DIRECTIONS FOR THIS TASK »
Rewrite the records below, switching each "Output spec" to "Output format" and keeping everything else the same.

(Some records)
● ● ●
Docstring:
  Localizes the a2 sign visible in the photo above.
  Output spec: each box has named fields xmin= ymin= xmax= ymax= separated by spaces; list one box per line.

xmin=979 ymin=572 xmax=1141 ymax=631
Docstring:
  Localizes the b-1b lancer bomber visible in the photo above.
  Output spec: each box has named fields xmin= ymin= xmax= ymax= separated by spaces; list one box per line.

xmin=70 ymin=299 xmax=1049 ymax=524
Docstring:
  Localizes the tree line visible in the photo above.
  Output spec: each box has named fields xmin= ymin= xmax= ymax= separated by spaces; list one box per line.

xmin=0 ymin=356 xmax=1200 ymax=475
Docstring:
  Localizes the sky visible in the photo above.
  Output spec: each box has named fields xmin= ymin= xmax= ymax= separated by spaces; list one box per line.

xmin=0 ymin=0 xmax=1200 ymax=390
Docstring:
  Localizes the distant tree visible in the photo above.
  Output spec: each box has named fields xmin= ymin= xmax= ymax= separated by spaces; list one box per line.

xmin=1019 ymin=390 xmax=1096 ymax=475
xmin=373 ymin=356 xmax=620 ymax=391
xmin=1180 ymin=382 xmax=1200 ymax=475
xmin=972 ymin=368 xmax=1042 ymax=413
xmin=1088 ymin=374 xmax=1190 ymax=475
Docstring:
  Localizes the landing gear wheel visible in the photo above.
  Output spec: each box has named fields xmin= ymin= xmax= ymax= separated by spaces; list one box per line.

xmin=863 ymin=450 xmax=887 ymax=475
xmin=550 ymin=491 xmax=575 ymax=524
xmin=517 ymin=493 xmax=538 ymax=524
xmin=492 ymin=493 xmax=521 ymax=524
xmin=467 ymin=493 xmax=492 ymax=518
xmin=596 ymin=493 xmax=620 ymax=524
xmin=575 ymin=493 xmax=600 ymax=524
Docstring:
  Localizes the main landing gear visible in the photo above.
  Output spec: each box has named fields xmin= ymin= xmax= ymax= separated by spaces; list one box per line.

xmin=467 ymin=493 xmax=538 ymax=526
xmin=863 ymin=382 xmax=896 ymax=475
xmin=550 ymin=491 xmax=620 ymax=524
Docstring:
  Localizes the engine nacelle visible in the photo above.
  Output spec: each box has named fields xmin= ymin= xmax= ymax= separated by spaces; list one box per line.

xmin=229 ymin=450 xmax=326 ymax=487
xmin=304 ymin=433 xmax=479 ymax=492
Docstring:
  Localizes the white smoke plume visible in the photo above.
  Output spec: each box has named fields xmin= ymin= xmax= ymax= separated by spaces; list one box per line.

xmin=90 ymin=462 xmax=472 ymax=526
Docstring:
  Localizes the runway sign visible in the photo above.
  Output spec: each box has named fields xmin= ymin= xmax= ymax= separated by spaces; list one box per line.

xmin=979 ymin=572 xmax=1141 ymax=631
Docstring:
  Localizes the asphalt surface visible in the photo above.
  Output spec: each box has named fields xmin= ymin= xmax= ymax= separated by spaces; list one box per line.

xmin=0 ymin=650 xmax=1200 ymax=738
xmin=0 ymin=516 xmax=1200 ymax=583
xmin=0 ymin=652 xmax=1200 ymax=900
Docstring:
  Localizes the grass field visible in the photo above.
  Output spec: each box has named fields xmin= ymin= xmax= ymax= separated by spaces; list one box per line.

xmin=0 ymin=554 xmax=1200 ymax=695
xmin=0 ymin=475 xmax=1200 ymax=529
● ● ●
FINAL RESULT »
Docstring:
  Localizes the a2 sign visible in the photo above.
  Output format: each box has named fields xmin= ymin= xmax= ymax= separated by spaces; list one box per line.

xmin=979 ymin=572 xmax=1141 ymax=631
Docstring:
  Localizes the b-1b lancer bomber visible in the photo above.
  Output format: each box has named fields xmin= ymin= xmax= ymax= separated by spaces; list one box per line.

xmin=70 ymin=299 xmax=1049 ymax=524
Docstring:
  Localizes the tree line visible in the photo above.
  Output format: each box has named fields xmin= ymin= xmax= ymax= separated by spaces; list one box per line.

xmin=0 ymin=356 xmax=1200 ymax=475
Docstring:
  Localizes the sky visible in the photo above.
  Output format: each box has named fields xmin= ymin= xmax= ymax= separated by spaces; list one box per line.

xmin=0 ymin=0 xmax=1200 ymax=390
Docstring:
  Localizes the distant tree visible in the photo above.
  Output format: each box has named fields xmin= ymin= xmax= ymax= separated by spaces; list one box per line.

xmin=1019 ymin=390 xmax=1096 ymax=475
xmin=373 ymin=356 xmax=620 ymax=391
xmin=1180 ymin=382 xmax=1200 ymax=475
xmin=972 ymin=368 xmax=1042 ymax=413
xmin=1088 ymin=374 xmax=1190 ymax=475
Docstring:
  Localizes the landing gear wheel visible in the photo above.
  Output format: each box has named fields xmin= ymin= xmax= ymax= separated by spaces; list one box per line.

xmin=863 ymin=450 xmax=887 ymax=475
xmin=550 ymin=491 xmax=575 ymax=524
xmin=517 ymin=493 xmax=538 ymax=524
xmin=492 ymin=493 xmax=521 ymax=524
xmin=467 ymin=493 xmax=492 ymax=518
xmin=596 ymin=493 xmax=620 ymax=524
xmin=575 ymin=493 xmax=600 ymax=524
Docstring:
  Localizes the main landing gear visible in the photo above.
  Output format: each box has named fields xmin= ymin= xmax= ymax= separated by spaces; list one box per line.

xmin=467 ymin=493 xmax=538 ymax=526
xmin=863 ymin=382 xmax=896 ymax=475
xmin=550 ymin=491 xmax=620 ymax=524
Docstring:
  Localizes the engine nacelle visible in the photo above.
  Output format: each box has named fields xmin= ymin= xmax= ymax= separated by spaces; list one box per line.

xmin=229 ymin=450 xmax=326 ymax=487
xmin=304 ymin=433 xmax=479 ymax=492
Docstring:
  Localizes the white smoke plume visible in the photo above.
  Output format: each box has named fields xmin= ymin= xmax= ymax= separated by spaces; list one box per line.

xmin=90 ymin=462 xmax=472 ymax=526
Docstring:
  Localizes the runway sign visible in the photo above.
  Output format: each box has named fields xmin= ymin= xmax= ymax= separated by spaces; list one box per line.

xmin=979 ymin=572 xmax=1141 ymax=631
Docstring:
  Localizes the asphalt surface visible in the photo above.
  Output format: each box has named fields xmin= ymin= xmax= ymax= separated by spaces; list one box per line.

xmin=0 ymin=650 xmax=1200 ymax=738
xmin=0 ymin=516 xmax=1200 ymax=583
xmin=0 ymin=652 xmax=1200 ymax=900
Docstring:
  Localizes the grass field visible in the photo above.
  Output format: each box has named fields xmin= ymin= xmax= ymax= separated by spaces; list one box per line.

xmin=0 ymin=554 xmax=1200 ymax=695
xmin=0 ymin=475 xmax=1200 ymax=529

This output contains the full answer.